* [About this task]: Every line from the one with "For every instance of the red star" to the final line of the listing below should be repeated exactly, and only those.

*** Begin section ***

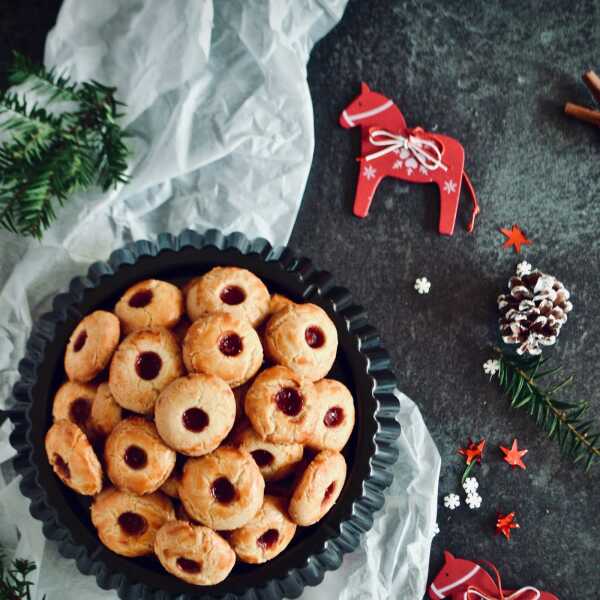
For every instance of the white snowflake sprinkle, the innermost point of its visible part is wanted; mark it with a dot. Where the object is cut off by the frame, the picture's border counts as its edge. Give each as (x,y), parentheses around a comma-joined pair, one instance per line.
(422,285)
(473,501)
(449,186)
(470,485)
(370,172)
(451,501)
(491,366)
(523,268)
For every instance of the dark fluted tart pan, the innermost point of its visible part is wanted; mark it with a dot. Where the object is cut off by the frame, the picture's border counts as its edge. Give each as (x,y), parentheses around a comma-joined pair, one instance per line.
(362,364)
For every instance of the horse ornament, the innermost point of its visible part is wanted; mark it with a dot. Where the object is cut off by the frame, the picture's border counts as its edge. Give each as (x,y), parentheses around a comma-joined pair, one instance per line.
(390,149)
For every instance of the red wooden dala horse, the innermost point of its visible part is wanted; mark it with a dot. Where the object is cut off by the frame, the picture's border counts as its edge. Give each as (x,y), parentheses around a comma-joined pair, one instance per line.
(465,580)
(390,149)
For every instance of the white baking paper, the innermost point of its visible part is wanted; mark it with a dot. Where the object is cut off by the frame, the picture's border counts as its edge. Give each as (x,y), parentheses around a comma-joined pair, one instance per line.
(221,118)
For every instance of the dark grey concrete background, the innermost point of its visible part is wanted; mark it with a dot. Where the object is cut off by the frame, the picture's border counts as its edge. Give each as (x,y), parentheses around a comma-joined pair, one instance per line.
(494,75)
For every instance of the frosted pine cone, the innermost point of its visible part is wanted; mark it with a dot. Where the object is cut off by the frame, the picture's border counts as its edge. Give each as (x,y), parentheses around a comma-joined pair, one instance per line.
(533,312)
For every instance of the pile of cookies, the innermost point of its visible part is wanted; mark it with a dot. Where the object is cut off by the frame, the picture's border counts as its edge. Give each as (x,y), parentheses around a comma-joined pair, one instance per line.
(184,405)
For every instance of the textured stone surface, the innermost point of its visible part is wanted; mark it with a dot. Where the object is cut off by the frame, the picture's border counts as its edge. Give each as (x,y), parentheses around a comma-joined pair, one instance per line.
(495,76)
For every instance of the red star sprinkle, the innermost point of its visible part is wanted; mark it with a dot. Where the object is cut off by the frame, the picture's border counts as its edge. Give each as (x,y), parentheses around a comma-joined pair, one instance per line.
(505,523)
(514,455)
(515,237)
(473,451)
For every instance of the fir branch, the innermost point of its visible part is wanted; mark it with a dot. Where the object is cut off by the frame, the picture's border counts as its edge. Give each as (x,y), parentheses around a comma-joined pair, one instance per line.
(561,420)
(48,156)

*** End section ***

* [Answer]:
For every instance of the red star sprinkle, the innermost point of its visible part is wanted; mark it with a dot. Where the object is cut off by the frame, the picture's border counts as its edge. Give each as (x,y), parentheses around a comma-joined pair, one instance per line.
(505,523)
(514,455)
(515,237)
(473,451)
For every instance of the fir branch, the innermost point of its visible part is wanted; mark it with a dot. Where the object is cut off by the frame, the picture's border counts as its edge. Give each as (x,y), parentheses around a comma-joined pair, one instance per line.
(561,420)
(48,156)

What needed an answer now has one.